— BEGIN Records —

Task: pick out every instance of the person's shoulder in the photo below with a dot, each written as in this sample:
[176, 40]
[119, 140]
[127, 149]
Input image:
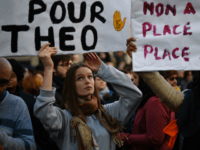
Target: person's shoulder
[15, 100]
[27, 96]
[153, 100]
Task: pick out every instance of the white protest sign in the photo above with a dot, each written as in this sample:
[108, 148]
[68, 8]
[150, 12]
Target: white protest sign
[74, 27]
[167, 34]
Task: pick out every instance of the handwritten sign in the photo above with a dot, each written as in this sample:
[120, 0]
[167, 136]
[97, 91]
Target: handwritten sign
[167, 34]
[74, 27]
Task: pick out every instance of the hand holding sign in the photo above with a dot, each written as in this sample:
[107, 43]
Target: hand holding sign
[45, 55]
[131, 47]
[118, 24]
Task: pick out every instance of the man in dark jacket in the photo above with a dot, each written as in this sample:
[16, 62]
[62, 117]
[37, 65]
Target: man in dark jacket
[42, 137]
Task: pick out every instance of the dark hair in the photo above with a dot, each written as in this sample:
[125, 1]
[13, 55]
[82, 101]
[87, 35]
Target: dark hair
[18, 69]
[167, 74]
[57, 58]
[69, 94]
[128, 67]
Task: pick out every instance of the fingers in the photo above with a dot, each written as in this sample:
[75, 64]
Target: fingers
[131, 45]
[44, 46]
[91, 56]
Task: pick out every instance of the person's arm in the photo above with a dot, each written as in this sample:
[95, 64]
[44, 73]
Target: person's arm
[156, 120]
[22, 137]
[50, 116]
[167, 94]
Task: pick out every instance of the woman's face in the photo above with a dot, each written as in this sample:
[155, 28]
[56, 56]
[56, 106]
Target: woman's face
[100, 84]
[13, 81]
[173, 80]
[84, 82]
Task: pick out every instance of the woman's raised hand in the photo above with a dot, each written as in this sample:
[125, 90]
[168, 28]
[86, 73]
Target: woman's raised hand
[131, 47]
[92, 61]
[45, 55]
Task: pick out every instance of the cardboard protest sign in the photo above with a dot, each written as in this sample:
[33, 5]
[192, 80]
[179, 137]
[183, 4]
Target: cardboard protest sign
[74, 27]
[167, 34]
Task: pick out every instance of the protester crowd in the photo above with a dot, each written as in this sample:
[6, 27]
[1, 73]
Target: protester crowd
[96, 102]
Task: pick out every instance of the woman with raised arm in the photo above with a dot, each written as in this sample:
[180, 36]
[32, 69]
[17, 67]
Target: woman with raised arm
[83, 123]
[186, 104]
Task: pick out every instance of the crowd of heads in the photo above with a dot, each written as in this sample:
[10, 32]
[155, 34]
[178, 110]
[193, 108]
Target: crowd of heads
[30, 78]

— END Records —

* What this task involves:
Write out only the final block of lines, starting at the line with "Task: pick out every instance of the woman's face" and running to the end of the material.

* Exercise solution:
Task: pick out every instance of the woman's face in the photo above with a dot, each written as in this sample:
[155, 28]
[56, 56]
[56, 106]
Target: woman's face
[100, 84]
[13, 81]
[173, 80]
[84, 82]
Task: pick out every instance of the woman's raised hand in the photo above with a dot, each written as in this sample:
[125, 90]
[168, 28]
[86, 73]
Target: woman's raised hand
[131, 47]
[92, 61]
[45, 55]
Task: pick out every instance of the cardboard protest sign in the photo above with a dot, each written as in this sample:
[33, 5]
[192, 80]
[179, 137]
[183, 4]
Target: cardboard protest sign
[74, 27]
[167, 34]
Task: pick out every instance of the protester crowd in the photo above with a dot, each written as in this sample:
[6, 27]
[1, 73]
Target: protester crowd
[96, 102]
Task: pick out every instance of the woman with raised arm in the photo above with a dot, each written as in this sample:
[180, 36]
[32, 69]
[17, 67]
Target: woman with raised arm
[83, 123]
[186, 104]
Task: pick out every instance of the crowd of heads in the photo above with a dot, each written as in this sample:
[10, 32]
[155, 34]
[178, 110]
[193, 108]
Target: crowd of heads
[30, 78]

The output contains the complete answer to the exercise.